TEXTO BASE ->
Principalmente, me dejo barba para dar un poco de miedo y para esconder las kokotxas en épocas de bonanza corporal. Generalmente me ha gustado más ir mal afeitado que llevar barba. Bueno, más que mal afeitado, ir con barba de cinco o seis días. Antes, como no había las fabulosas máquinas que hay ahora, a los seis días te tenías que afeitar del todo y esperar una semana para tener lo que tu considerabas tu imagen perfecta, que solo duraba una noche o dos y que intentabas hacer cuadrar con el fin de semana.

Ahora que ya se puede llevar barba de cinco o seis días de forma continuada, me he pasado a la barba de ogro.

Desde luego, si tienes una señora barba, la tienes que llevar asilvestrada. Una barba cerrada y arregladita es la cosa más moña que conozco. Es como si el yeti se hiciera la manicura. Es cursi y hortera.

TRABAJO REQUERIDO ->
#1 Reproduce el texto sobre la barba comenzando por "Principalmente, me dejo" y siguiendo hasta "cursi y hortera.", pero reemplaza "yeti" por "oso".
#2 Según el texto sobre la barba, ¿son ciertas estas afirmaciones? (a) El autor prefiere una barba cerrada y arreglada. (b) Antes, la imagen con barba de cinco o seis días solo duraba una noche o dos. (c) El autor se ha pasado a la barba de ogro.
Estos registros proceden de una fuente distinta.

REGISTROS DEL CONJUNTO ->

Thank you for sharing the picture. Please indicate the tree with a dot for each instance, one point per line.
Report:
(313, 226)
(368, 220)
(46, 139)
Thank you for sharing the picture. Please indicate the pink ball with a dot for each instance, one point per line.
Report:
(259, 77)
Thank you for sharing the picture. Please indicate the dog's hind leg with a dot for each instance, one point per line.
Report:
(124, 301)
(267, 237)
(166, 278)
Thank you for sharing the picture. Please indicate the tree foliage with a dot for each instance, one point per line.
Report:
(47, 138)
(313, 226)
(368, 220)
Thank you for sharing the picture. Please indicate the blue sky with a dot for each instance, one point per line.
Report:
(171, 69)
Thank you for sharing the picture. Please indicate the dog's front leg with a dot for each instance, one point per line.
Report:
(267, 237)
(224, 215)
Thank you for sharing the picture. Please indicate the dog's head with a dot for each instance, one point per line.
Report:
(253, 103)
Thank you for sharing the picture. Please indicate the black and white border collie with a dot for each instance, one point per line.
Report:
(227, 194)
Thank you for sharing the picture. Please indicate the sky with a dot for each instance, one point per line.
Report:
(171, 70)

RESPUESTAS POR TAREA ->
#1
Principalmente, me dejo barba para dar un poco de miedo y para esconder las kokotxas en épocas de bonanza corporal. Generalmente me ha gustado más ir mal afeitado que llevar barba. Bueno, más que mal afeitado, ir con barba de cinco o seis días. Antes, como no había las fabulosas máquinas que hay ahora, a los seis días te tenías que afeitar del todo y esperar una semana para tener lo que tu considerabas tu imagen perfecta, que solo duraba una noche o dos y que intentabas hacer cuadrar con el fin de semana.

Ahora que ya se puede llevar barba de cinco o seis días de forma continuada, me he pasado a la barba de ogro.

Desde luego, si tienes una señora barba, la tienes que llevar asilvestrada. Una barba cerrada y arregladita es la cosa más moña que conozco. Es como si el oso se hiciera la manicura. Es cursi y hortera.

#2
(a) No: «Una barba cerrada y arregladita es la cosa más moña que conozco.»
(b) Sí: «que solo duraba una noche o dos»
(c) Sí: «me he pasado a la barba de ogro.»